··· TASK MATERIAL ···

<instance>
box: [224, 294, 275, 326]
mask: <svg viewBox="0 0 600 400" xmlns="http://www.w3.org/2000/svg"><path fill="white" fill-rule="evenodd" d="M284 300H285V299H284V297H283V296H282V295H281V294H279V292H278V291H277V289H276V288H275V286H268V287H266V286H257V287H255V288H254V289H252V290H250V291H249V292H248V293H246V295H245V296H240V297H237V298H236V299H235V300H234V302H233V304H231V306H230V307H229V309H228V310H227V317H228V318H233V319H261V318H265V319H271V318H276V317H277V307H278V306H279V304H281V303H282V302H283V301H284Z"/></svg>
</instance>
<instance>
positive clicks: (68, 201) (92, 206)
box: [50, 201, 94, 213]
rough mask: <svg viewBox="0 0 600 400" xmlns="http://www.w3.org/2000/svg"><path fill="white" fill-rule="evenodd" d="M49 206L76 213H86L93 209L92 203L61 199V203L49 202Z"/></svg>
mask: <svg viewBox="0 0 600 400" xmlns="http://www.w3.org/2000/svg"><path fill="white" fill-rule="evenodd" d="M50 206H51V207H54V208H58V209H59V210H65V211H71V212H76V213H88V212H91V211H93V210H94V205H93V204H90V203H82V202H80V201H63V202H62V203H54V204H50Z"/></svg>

···

### EXERCISE PROMPT
Nothing should appear in the answer except the lines above from the line with "</instance>" through the line with "box: [50, 201, 94, 213]", both included, written out exactly.

### RESULT OF THIS TASK
</instance>
<instance>
positive clicks: (68, 201) (92, 206)
box: [50, 201, 94, 213]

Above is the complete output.